→ **TEXT PROVIDED**:
Two wildly successful companies are often discussed in the same breath, whether it's surrounding their tenured presence in the popular group of FAANG stocks or the fact that they both offer fast-growing streaming-TV services. Those stocks are none other than Amazon (NASDAQ:AMZN) and Netflix (NASDAQ:NFLX), two longtime Wall Street darlings.
Today, both of these companies remain extremely successful, continuing to grow their top and bottom lines rapidly. Indeed, a good case can still be made for buying both companies' stocks.
Amazon has stubbornly resisted the meaningful deceleration in growth you would expect from a company as big as it is. Indeed, revenue growth accelerated last year. In 2019 and 2020, revenue grew 20% and 38%, respectively. Sure, 2020 results benefited significantly from increased e-commerce use as people around the world were sheltering at home amid a pandemic. But even as Amazon laps tough comparisons from 2020, it is growing rapidly. Second-quarter 2021 net sales increased 27% year over year.

→ **DIRECTIONS FOR THIS TASK**:
Can you restate the text about Amazon and Netflix from "Today, both of" to "both companies' stocks.", changing "extremely" to "very"?

→ **DATA SUPPLIED**:

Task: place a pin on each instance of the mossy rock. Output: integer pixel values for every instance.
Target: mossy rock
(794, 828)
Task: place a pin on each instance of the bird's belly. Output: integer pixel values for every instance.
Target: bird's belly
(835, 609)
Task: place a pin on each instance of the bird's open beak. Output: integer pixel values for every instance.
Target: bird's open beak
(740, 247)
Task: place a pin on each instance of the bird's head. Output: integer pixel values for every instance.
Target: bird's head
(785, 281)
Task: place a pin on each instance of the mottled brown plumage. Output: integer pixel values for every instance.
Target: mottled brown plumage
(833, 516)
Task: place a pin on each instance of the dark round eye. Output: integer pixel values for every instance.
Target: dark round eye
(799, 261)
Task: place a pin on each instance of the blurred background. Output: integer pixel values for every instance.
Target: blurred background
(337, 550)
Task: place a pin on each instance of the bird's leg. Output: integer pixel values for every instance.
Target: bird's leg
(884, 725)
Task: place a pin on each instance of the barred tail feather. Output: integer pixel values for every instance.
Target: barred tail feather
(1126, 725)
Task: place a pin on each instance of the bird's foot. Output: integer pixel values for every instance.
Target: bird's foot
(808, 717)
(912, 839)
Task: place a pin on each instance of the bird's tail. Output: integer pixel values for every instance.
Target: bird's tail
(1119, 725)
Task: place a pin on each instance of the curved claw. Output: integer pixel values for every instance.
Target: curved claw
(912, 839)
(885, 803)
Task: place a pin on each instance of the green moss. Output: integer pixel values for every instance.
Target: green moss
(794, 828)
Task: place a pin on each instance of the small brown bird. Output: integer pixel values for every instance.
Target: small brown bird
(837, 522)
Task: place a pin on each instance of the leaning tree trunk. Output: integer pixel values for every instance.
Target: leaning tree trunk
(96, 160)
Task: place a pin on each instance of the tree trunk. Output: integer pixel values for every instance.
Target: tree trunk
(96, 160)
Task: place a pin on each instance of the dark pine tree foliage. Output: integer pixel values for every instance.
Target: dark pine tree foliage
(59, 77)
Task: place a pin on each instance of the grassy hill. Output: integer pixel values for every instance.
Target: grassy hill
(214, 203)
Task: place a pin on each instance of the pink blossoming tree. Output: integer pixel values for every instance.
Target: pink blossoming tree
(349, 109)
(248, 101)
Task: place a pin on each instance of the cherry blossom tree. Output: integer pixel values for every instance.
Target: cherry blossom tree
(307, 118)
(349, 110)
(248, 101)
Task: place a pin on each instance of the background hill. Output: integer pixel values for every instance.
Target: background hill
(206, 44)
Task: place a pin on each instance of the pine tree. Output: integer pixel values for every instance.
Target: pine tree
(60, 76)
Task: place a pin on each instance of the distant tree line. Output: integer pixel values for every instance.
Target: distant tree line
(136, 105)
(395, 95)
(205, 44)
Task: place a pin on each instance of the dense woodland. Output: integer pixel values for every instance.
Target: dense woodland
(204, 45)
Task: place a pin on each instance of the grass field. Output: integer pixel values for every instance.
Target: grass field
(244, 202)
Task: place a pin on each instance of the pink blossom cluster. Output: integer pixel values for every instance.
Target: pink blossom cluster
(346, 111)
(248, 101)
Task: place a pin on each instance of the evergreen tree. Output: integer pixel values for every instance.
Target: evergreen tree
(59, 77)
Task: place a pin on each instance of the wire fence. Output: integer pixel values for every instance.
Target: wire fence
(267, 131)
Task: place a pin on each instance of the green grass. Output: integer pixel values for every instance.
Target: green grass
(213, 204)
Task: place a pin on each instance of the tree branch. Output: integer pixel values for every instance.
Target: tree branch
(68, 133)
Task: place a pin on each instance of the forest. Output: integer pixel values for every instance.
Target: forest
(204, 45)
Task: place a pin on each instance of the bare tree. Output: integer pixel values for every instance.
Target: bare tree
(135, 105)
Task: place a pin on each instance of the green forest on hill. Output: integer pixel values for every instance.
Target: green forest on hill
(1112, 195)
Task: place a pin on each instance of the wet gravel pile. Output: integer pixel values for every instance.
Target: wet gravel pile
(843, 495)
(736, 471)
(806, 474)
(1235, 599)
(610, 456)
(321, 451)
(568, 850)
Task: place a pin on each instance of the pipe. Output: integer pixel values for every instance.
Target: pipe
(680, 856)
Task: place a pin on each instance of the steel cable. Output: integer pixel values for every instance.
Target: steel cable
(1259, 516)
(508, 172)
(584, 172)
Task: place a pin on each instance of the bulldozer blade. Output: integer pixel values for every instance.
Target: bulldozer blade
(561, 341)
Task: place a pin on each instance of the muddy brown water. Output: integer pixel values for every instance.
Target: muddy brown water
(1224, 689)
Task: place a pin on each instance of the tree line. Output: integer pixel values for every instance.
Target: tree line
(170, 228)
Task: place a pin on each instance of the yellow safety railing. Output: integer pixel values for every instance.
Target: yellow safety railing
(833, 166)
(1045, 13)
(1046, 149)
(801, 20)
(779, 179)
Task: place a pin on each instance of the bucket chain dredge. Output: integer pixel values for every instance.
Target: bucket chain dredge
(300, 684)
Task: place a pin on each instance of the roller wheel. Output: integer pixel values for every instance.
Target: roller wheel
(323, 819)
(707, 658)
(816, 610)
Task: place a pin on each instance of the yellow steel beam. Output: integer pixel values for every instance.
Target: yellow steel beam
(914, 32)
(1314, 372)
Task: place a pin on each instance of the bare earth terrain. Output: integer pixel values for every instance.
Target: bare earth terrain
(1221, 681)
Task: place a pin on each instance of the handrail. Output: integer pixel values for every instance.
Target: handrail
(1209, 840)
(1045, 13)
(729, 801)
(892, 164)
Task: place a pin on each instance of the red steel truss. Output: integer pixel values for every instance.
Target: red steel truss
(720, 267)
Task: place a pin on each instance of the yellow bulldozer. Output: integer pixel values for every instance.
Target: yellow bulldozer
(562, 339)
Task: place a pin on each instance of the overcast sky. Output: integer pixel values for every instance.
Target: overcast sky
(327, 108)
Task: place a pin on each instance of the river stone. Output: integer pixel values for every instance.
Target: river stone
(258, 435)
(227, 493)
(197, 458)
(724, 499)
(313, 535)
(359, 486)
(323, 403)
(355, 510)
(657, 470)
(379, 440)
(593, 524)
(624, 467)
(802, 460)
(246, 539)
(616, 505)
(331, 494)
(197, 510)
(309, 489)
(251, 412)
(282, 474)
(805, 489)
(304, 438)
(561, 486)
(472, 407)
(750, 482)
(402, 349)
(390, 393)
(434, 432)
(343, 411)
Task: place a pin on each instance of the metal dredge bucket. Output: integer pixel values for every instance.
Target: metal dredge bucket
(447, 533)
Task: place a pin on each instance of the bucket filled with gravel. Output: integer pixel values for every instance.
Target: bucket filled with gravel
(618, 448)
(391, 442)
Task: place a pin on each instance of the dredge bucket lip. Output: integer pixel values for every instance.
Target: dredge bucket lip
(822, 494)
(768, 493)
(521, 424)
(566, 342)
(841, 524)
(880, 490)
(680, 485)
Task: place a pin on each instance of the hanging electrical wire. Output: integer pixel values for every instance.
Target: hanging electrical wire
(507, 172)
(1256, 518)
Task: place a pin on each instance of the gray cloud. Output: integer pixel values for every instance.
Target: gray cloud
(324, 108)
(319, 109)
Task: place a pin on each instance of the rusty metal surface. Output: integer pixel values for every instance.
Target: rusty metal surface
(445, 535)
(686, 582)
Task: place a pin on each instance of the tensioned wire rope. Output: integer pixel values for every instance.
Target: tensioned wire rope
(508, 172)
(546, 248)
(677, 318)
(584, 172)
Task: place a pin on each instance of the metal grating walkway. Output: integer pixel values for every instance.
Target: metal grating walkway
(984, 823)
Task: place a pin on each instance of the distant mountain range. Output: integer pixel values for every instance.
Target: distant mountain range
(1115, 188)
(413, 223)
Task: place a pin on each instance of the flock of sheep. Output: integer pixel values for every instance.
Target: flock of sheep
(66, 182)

→ **RESPONSE**:
Today, both of these companies remain very successful, continuing to grow their top and bottom lines rapidly. Indeed, a good case can still be made for buying both companies' stocks.